EXTRACTED TEXT:
This assessment of the iron
and steel sector in India has emerged from a unique rating of the
industry done by the New Delhi-based research and advocacy body, Centre
for Science and Environment’s Green Rating Project (GRP). The ratings
were released here today by Montek Singh Ahluwalia, deputy chairperson,
Planning Commission and Jayanthi Natarajan, Union minister of state for
environment and forests (independent charge).
The GRP has analysed all the
top steelmaking plants in the country to find out how ‘green and clean’
the sector is – how much resources it uses, how much it emits, how it
disposes its wastes, and how it deals with issues of local communities.
CSE’s Green Rating Project is
a 15-year old programme – the only public disclosure programme of its
kind in India -- which was envisaged as a tool to push for improvement
in policy and practices in industrial sectors. It does this by
assessing, rating and publishing the environmental and social
performance of the companies.
The Project has already rated
the automobile, paper, chlor-alkali and cement sectors; iron and steel
is the fifth key industrial sector rated by it. In all the sectors,
GRP’s efforts have led to significant improvements in environmental
performance of companies and better environment policy formulation by
the government.
What the rating found
The GRP rating process is extremely
rigorous, independent, participatory and transparent. The GRP rates companies
that agree to participate voluntarily as well as those who do not. Data is
collected from many sources, including industry, and verified by plant and site
visits.
On the basis of its findings, the
Project also confers the Five Leaves Awards on the plants which are rated the
most environment-friendly.

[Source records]
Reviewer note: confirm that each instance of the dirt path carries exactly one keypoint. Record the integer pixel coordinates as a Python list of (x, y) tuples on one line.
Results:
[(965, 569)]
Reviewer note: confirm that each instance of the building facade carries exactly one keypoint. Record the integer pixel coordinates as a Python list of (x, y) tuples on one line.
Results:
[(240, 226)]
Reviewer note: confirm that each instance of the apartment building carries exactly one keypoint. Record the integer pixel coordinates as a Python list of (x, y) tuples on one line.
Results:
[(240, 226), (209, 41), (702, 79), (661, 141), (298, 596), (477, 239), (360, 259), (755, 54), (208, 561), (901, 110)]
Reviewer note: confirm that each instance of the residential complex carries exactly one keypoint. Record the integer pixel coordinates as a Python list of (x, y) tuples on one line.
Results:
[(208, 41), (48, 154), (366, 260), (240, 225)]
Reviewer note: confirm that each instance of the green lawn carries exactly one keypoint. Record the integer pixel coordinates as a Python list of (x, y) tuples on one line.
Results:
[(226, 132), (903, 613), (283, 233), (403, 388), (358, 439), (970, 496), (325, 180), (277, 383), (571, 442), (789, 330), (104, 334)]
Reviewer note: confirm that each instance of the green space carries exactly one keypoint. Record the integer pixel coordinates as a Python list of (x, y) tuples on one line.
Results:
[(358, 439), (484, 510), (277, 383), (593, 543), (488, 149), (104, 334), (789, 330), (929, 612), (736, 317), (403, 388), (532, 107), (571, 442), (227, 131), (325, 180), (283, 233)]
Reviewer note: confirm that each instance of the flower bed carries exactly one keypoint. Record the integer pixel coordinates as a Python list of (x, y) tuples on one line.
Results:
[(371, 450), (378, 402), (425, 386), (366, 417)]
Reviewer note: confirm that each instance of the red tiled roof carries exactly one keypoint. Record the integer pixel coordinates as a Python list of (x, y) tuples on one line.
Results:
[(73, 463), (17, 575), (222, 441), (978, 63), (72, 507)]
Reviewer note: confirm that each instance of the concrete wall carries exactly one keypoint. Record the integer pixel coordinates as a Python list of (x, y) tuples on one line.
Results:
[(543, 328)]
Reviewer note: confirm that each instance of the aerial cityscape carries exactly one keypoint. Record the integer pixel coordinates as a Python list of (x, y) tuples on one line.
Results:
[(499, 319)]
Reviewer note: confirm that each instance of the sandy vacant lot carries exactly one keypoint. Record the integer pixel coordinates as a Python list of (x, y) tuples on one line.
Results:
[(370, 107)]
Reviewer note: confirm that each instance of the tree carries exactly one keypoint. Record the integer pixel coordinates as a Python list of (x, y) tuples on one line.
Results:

GOALS:
1. What does the Green Rating Project text say, in two sentences?
2. From the entries, extract the lines beginning at the one that contains "Reviewer note: confirm that each instance of the aerial", and stop after the last line of the entries.
These entries have no connection to the Green Rating Project text.

THE REPLIES:
1. The Centre for Science and Environment's Green Rating Project has rated India's top steelmaking plants on their resource use, emissions, waste disposal and handling of local community issues, making iron and steel the fifth industrial sector it has rated after automobiles, paper, chlor-alkali and cement. Its rating draws on data from many sources that is verified by plant and site visits, covers companies whether or not they agree to participate, and leads to Five Leaves Awards for the most environment-friendly plants.

2.
Reviewer note: confirm that each instance of the aerial cityscape carries exactly one keypoint. Record the integer pixel coordinates as a Python list of (x, y) tuples on one line.
Results:
[(499, 319)]
Reviewer note: confirm that each instance of the sandy vacant lot carries exactly one keypoint. Record the integer pixel coordinates as a Python list of (x, y) tuples on one line.
Results:
[(370, 107)]
Reviewer note: confirm that each instance of the tree carries exactly one keypoint. Record the integer pixel coordinates as a Python list of (x, y) tuples on one line.
Results:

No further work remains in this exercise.